→ Extracted data entries
►
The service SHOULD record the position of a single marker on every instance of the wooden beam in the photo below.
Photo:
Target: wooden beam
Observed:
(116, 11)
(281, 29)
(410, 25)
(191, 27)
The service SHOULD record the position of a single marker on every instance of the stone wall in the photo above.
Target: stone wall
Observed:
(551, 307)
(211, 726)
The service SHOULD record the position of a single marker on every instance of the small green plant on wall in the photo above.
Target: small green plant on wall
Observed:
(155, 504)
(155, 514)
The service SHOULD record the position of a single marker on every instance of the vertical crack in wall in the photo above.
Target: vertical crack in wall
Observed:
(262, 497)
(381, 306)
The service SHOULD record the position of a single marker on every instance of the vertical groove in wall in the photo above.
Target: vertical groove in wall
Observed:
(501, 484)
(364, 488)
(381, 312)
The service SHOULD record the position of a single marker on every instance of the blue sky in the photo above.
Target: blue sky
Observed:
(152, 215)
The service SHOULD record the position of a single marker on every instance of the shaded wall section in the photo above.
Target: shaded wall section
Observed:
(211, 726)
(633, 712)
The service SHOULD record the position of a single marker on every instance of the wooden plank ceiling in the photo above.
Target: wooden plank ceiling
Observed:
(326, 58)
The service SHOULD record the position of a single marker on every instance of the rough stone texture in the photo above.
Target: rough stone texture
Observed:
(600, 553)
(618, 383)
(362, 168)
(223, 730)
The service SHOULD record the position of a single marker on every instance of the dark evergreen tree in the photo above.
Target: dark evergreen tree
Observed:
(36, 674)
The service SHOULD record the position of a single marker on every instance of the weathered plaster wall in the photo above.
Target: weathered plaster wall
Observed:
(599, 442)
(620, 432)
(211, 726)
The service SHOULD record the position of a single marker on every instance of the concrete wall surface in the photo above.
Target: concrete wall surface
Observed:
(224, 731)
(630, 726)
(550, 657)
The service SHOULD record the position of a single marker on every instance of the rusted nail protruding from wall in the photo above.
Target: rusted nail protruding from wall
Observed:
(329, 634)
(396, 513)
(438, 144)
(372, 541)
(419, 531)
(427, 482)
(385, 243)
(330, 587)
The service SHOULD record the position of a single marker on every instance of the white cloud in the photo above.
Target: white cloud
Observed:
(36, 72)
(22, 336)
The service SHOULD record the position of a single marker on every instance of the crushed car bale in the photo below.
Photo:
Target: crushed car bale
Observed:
◄
→ AIM OF THE EXERCISE
Wherever the word "evergreen" turns up in the records, copy out the line it is on.

→ WRITTEN REPLY
The service SHOULD record the position of a single marker on every instance of the dark evergreen tree in the photo above.
Target: dark evergreen tree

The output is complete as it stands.